=== Exercise directions ===
Each line below should be quoted exactly, please.

━━━━━━━━━━━━━━━━

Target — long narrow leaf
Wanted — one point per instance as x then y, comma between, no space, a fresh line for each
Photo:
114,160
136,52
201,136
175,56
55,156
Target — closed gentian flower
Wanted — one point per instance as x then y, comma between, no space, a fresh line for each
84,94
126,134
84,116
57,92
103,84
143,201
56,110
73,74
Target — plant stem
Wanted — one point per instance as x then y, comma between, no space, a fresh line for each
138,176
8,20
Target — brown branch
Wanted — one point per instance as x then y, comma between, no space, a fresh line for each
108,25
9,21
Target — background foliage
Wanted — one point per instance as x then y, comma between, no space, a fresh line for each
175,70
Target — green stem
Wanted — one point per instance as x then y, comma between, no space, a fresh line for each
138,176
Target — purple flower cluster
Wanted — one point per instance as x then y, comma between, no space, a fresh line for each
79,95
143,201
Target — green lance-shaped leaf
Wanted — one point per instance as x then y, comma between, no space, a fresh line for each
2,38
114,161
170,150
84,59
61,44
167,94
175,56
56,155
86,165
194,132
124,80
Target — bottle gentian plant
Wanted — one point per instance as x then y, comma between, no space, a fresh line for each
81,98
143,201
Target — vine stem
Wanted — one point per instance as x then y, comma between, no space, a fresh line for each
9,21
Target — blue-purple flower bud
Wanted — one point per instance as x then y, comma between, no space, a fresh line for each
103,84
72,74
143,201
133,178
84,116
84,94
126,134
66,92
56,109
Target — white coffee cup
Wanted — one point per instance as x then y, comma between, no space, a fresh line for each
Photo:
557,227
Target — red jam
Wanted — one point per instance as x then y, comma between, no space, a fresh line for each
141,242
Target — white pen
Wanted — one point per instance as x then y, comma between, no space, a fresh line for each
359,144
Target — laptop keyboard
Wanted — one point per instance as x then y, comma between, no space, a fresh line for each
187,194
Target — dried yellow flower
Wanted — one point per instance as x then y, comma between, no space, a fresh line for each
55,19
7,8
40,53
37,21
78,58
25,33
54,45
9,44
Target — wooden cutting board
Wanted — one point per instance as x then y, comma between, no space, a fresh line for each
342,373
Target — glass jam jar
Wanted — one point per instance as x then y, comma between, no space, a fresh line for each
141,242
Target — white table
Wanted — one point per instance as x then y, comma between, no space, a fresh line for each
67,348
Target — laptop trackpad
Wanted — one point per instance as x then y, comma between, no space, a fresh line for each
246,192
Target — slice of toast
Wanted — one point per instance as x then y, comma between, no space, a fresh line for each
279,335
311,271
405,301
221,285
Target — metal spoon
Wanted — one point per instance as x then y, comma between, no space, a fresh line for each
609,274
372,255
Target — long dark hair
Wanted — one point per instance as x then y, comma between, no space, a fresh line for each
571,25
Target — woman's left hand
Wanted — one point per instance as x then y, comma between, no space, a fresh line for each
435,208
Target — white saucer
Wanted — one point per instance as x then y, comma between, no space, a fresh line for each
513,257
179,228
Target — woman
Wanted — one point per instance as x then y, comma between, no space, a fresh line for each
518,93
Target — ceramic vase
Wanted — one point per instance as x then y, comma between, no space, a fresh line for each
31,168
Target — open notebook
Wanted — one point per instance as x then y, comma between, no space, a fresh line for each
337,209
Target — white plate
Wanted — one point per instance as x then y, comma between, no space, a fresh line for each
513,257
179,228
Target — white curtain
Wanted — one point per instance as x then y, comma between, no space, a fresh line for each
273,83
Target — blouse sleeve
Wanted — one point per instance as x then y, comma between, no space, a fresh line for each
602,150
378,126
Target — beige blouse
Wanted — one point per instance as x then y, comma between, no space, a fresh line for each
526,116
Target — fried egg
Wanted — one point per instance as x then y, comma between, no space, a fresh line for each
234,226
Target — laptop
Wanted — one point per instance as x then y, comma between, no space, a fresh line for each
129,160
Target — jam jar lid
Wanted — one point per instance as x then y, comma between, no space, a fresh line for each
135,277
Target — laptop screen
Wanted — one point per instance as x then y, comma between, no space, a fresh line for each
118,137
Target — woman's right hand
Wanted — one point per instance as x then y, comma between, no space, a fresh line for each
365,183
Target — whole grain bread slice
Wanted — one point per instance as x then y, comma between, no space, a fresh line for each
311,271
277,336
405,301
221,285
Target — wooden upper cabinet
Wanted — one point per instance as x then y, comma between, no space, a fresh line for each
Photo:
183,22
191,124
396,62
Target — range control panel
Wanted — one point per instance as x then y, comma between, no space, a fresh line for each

━━━━━━━━━━━━━━━━

=== The completed task ===
Target — long narrow leaf
Wanted — one point per instance as x then y, comma between, no space, a fresh line for each
Photo:
114,160
136,52
201,136
175,56
55,156
Target — closed gentian flower
Wanted — one point per instance as x then y, comma between, no space, a fresh line for each
84,94
126,134
84,116
57,92
103,84
143,201
56,110
73,74
Target — plant stem
Wanted — one point per instance as x then y, comma between, no space, a fresh line for each
138,176
8,20
Target — brown branch
Wanted — one point per instance as x then y, comma between, no space, a fresh line for each
108,25
9,21
Target — background foliage
Wanted — one point per instance as x then y, comma between, no space, a fresh line for each
175,70
Target — green stem
Wanted — one point per instance as x then y, comma between, no space, a fresh line for each
138,176
Target — purple flower cluster
Wanted — one point per instance as x then y, comma between, no space, a fresh line for each
79,95
143,201
Target — green lance-shaped leaf
Wanted — one point per instance as x then y, comma between, no space, a fresh line for each
2,38
114,161
170,150
84,59
61,44
167,94
175,56
56,155
86,165
194,132
124,80
Target — bottle gentian plant
Wanted — one point per instance as x then y, comma between, no space, a fresh line for each
81,98
143,201
Target — vine stem
Wanted — one point per instance as x then y, comma between, no space, a fresh line for each
9,21
Target — blue-purple flower bud
Wanted — one point per instance as x then y, comma between, no space, a fresh line for each
103,84
72,74
143,201
133,178
84,116
84,94
126,134
66,92
56,109
Target — white coffee cup
Wanted — one point per instance as x then y, comma between, no space, a fresh line for each
Photo:
557,227
Target — red jam
Wanted — one point per instance as x then y, comma between, no space, a fresh line for each
141,242
Target — white pen
Wanted — one point per instance as x then y, comma between, no space, a fresh line for each
359,144
Target — laptop keyboard
Wanted — one point per instance as x then y, comma between, no space, a fresh line for each
187,194
Target — dried yellow flower
Wanted — one point per instance as x then y, comma between, no space, a fresh line for each
55,19
7,8
40,53
37,21
78,58
25,33
54,45
9,44
Target — wooden cutting board
Wanted — one point per instance as x then y, comma between, no space, a fresh line for each
342,373
Target — glass jam jar
Wanted — one point per instance as x then y, comma between, no space, a fresh line for each
141,242
Target — white table
Wanted — one point per instance as x then y, comma between, no space, a fresh line for each
67,348
Target — laptop trackpad
Wanted — one point per instance as x then y, comma between, no space, a fresh line for each
246,192
Target — slice of toast
Wanted — one point per instance as x then y, comma between, no space, a fresh line for each
279,335
311,271
405,301
221,285
Target — metal spoon
Wanted — one point per instance as x then y, comma between, no space, a fresh line for each
609,274
372,255
Target — long dark hair
Wanted — one point per instance as x then y, comma between, no space, a fresh line for each
571,25
Target — woman's left hand
Wanted — one point per instance as x then y, comma between, no space, a fresh line for each
435,208
Target — white saucer
Wanted — one point per instance as x then y, comma between, no space, a fresh line for each
513,257
179,228
Target — woman
Wanted — one point per instance as x then y, comma between, no space, a fresh line for each
518,93
Target — ceramic vase
Wanted — one point per instance as x then y, comma between, no space, a fresh line for each
31,168
Target — open notebook
Wanted — one point per instance as x then y, comma between, no space, a fresh line for each
337,209
Target — white plate
Wanted — one point per instance as x then y, comma between, no space, a fresh line for each
513,257
179,228
Target — white curtain
Wanted — one point per instance as x then y, comma between, no space, a fresh line for each
273,83
Target — blouse sleeve
Wanted — one point per instance as x then y, comma between, no space, a fresh line for each
602,150
378,126
Target — beige blouse
Wanted — one point per instance as x then y, comma between, no space, a fresh line for each
526,116
Target — fried egg
Wanted — one point per instance as x then y, comma between, no space, a fresh line for each
234,226
Target — laptop
Wanted — one point per instance as x then y, comma between, no space, a fresh line for each
129,160
Target — jam jar lid
Wanted — one point per instance as x then y, comma between, no space, a fresh line for each
135,277
Target — laptop screen
Wanted — one point per instance as x then y, comma between, no space, a fresh line for each
118,137
Target — woman's right hand
Wanted — one point per instance as x then y, comma between, no space, a fresh line for each
365,183
Target — whole grain bread slice
Wanted — one point per instance as x then y, comma between, no space, a fresh line for each
311,271
277,336
405,301
221,285
Target — wooden upper cabinet
Wanted — one point per instance as x then y, comma between, no space, a fresh line for each
Photo:
183,22
191,124
396,62
Target — range control panel
Wanted — one point per instance as x then y, comma between, no space, a fresh line for each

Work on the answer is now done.